**Task**
Reproduce the following lines exactly, leaving every character unchanged.
"""
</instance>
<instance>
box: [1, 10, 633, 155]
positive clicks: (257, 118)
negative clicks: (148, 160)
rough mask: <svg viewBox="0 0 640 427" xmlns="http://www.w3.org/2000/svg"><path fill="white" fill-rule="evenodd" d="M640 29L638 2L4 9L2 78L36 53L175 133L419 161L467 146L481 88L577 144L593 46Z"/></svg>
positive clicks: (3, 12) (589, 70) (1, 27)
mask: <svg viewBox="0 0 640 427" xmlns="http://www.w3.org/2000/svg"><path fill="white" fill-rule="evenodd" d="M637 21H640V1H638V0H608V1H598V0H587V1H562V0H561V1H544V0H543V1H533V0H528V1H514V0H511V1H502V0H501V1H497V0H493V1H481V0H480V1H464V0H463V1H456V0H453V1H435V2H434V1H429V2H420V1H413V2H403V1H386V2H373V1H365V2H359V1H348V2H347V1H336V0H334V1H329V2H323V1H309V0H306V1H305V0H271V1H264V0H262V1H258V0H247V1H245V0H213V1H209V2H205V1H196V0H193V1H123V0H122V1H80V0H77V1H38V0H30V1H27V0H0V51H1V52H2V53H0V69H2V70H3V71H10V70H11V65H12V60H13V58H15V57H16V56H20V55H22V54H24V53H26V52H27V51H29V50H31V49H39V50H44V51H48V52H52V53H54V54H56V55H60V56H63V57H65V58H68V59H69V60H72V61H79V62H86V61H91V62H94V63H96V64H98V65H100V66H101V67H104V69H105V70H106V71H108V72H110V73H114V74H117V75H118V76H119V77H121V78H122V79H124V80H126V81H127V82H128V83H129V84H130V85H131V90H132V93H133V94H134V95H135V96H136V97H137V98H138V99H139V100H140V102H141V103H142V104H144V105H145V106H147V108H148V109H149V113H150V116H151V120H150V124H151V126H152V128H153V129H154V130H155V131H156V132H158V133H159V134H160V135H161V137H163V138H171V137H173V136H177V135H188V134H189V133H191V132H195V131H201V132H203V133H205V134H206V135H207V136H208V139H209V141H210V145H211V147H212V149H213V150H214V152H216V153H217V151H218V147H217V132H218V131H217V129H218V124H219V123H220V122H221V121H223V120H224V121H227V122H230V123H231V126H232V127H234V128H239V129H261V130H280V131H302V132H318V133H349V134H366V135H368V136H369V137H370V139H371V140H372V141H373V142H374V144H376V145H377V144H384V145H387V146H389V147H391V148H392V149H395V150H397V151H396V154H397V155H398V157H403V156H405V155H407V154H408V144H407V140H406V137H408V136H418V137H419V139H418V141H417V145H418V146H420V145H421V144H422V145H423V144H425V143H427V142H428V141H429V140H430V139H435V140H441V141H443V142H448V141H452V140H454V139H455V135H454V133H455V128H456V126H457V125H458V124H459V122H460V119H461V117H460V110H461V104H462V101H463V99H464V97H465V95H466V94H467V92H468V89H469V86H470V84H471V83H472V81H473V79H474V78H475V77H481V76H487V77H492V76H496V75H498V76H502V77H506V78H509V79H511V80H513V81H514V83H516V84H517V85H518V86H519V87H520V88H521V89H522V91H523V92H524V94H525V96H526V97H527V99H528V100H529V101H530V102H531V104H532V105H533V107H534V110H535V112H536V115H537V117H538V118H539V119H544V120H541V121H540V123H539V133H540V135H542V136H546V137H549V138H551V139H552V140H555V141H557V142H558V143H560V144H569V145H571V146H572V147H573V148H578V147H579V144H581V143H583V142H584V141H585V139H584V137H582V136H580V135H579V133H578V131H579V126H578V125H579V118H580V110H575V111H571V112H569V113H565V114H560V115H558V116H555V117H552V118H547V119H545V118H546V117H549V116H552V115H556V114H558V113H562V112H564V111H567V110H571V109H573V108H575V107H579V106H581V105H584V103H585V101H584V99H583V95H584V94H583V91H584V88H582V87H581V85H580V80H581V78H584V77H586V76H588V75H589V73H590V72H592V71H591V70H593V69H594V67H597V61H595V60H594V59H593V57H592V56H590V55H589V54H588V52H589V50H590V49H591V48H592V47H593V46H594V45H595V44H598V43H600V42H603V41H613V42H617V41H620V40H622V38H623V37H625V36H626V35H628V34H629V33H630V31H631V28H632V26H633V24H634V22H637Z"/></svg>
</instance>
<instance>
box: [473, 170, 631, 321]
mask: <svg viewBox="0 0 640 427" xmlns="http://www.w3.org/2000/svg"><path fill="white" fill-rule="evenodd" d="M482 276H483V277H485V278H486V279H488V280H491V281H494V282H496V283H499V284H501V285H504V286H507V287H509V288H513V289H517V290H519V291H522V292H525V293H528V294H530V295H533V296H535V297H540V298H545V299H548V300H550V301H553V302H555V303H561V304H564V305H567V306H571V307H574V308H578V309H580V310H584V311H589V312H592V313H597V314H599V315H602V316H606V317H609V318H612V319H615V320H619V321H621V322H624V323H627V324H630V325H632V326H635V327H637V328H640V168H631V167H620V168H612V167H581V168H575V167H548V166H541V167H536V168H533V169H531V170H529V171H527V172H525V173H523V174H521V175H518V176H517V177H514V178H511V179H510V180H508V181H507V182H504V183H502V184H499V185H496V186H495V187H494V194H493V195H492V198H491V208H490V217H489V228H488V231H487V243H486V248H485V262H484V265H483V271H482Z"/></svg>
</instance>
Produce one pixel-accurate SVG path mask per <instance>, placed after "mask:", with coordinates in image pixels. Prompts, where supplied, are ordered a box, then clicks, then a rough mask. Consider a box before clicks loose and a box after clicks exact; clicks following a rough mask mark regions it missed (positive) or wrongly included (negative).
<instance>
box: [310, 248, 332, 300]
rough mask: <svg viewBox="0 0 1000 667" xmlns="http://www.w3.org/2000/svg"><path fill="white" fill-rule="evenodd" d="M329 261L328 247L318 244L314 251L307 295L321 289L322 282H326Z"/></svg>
"""
**Response area**
</instance>
<instance>
box: [1, 10, 633, 155]
positive clicks: (257, 118)
negative clicks: (148, 160)
rough mask: <svg viewBox="0 0 640 427" xmlns="http://www.w3.org/2000/svg"><path fill="white" fill-rule="evenodd" d="M640 29L638 2L4 9L2 78L36 53L175 133L419 161L467 146L481 88L577 144L593 46Z"/></svg>
positive clicks: (3, 12) (589, 70) (1, 27)
mask: <svg viewBox="0 0 640 427" xmlns="http://www.w3.org/2000/svg"><path fill="white" fill-rule="evenodd" d="M637 21H640V1H638V0H608V1H598V0H587V1H562V0H561V1H544V0H543V1H533V0H528V1H514V0H511V1H502V0H501V1H497V0H493V1H481V0H480V1H464V0H463V1H456V0H453V1H435V2H434V1H429V2H420V1H413V2H403V1H386V2H373V1H365V2H359V1H348V2H347V1H336V0H334V1H329V2H323V1H309V0H306V1H305V0H271V1H264V0H262V1H258V0H247V1H245V0H213V1H209V2H205V1H196V0H193V1H123V0H122V1H80V0H77V1H38V0H30V1H27V0H0V51H1V52H2V53H0V69H2V70H3V71H10V70H11V65H12V60H13V58H15V57H16V56H20V55H22V54H24V53H26V52H27V51H29V50H31V49H39V50H44V51H48V52H52V53H54V54H56V55H60V56H63V57H65V58H68V59H69V60H72V61H79V62H86V61H91V62H94V63H96V64H98V65H100V66H101V67H104V69H105V70H106V71H108V72H110V73H114V74H117V75H118V76H119V77H121V78H122V79H124V80H126V81H127V82H128V83H129V84H130V85H131V90H132V93H133V94H134V95H135V96H136V97H137V98H138V99H139V100H140V102H141V103H142V104H144V105H145V106H147V108H148V109H149V113H150V116H151V120H150V124H151V126H152V128H153V129H154V130H155V131H156V132H158V133H159V134H160V135H161V137H163V138H171V137H173V136H177V135H188V134H189V133H191V132H195V131H201V132H203V133H205V134H206V135H207V136H208V139H209V141H210V145H211V147H212V149H213V150H214V152H216V153H217V151H218V147H217V132H218V131H217V129H218V124H219V123H220V122H221V121H223V120H224V121H227V122H230V123H231V126H232V127H234V128H239V129H261V130H280V131H302V132H318V133H349V134H366V135H368V136H369V137H370V139H371V140H372V141H373V142H374V144H376V145H377V144H384V145H387V146H389V147H391V148H392V149H395V150H397V151H396V154H397V155H398V157H403V156H405V155H407V154H408V144H407V140H406V137H408V136H418V137H419V139H418V141H417V145H418V146H420V145H421V144H422V145H423V144H425V143H427V142H428V141H429V140H430V139H435V140H441V141H443V142H448V141H452V140H454V139H455V135H454V133H455V128H456V126H457V125H458V124H459V122H460V119H461V117H460V110H461V104H462V101H463V99H464V97H465V95H466V94H467V92H468V89H469V86H470V84H471V83H472V81H473V79H474V78H475V77H481V76H487V77H492V76H496V75H498V76H502V77H506V78H509V79H511V80H513V81H514V83H516V84H517V85H518V86H519V87H520V88H521V89H522V91H523V92H524V94H525V96H526V97H527V99H528V100H529V101H530V102H531V104H532V105H533V107H534V110H535V112H536V115H537V117H538V118H539V119H544V120H541V121H540V123H539V133H540V135H542V136H546V137H549V138H551V139H552V140H555V141H557V142H558V143H560V144H569V145H571V146H572V147H573V148H578V147H579V144H581V143H583V142H584V141H585V139H584V137H582V136H580V135H579V133H578V131H579V126H578V125H579V118H580V110H575V111H571V112H569V113H565V114H560V115H558V116H555V117H552V118H547V119H545V118H546V117H549V116H552V115H556V114H558V113H562V112H564V111H567V110H571V109H573V108H575V107H579V106H581V105H584V103H585V101H584V99H583V95H584V94H583V91H584V88H582V87H581V85H580V80H581V78H584V77H586V76H588V75H589V73H590V72H592V71H591V70H593V69H594V67H597V61H595V60H594V59H593V57H592V56H590V55H589V54H588V52H589V50H590V49H591V48H592V47H593V46H594V45H595V44H598V43H600V42H603V41H613V42H617V41H620V40H622V38H623V37H625V36H626V35H628V34H629V33H630V31H631V28H632V26H633V24H634V22H637Z"/></svg>
</instance>
<instance>
box: [473, 170, 631, 321]
mask: <svg viewBox="0 0 640 427" xmlns="http://www.w3.org/2000/svg"><path fill="white" fill-rule="evenodd" d="M482 276H483V277H485V278H486V279H488V280H491V281H494V282H496V283H499V284H501V285H504V286H507V287H509V288H513V289H517V290H519V291H522V292H525V293H528V294H530V295H533V296H535V297H540V298H545V299H548V300H550V301H553V302H555V303H561V304H564V305H567V306H571V307H574V308H578V309H580V310H584V311H589V312H592V313H597V314H599V315H602V316H606V317H609V318H612V319H615V320H619V321H621V322H624V323H627V324H630V325H632V326H635V327H637V328H640V168H631V167H620V168H612V167H581V168H575V167H548V166H541V167H536V168H533V169H531V170H529V171H527V172H525V173H523V174H521V175H518V176H517V177H514V178H511V179H510V180H508V181H507V182H504V183H502V184H499V185H496V186H495V187H494V194H493V195H492V198H491V208H490V217H489V228H488V231H487V243H486V248H485V262H484V265H483V271H482Z"/></svg>
</instance>
Produce one pixel-accurate SVG path mask per <instance>, placed after "mask:", with coordinates in image pixels. Prompts, where supplied, are ordered a box, then clicks, then a rough mask. Consider a box before clicks loose and a box after clicks exact; clicks following a rough mask mark regions it missed (positive) or wrongly included (negative).
<instance>
box: [310, 248, 332, 300]
rough mask: <svg viewBox="0 0 1000 667" xmlns="http://www.w3.org/2000/svg"><path fill="white" fill-rule="evenodd" d="M329 261L328 247L318 244L314 251L307 295L321 289L322 282H326Z"/></svg>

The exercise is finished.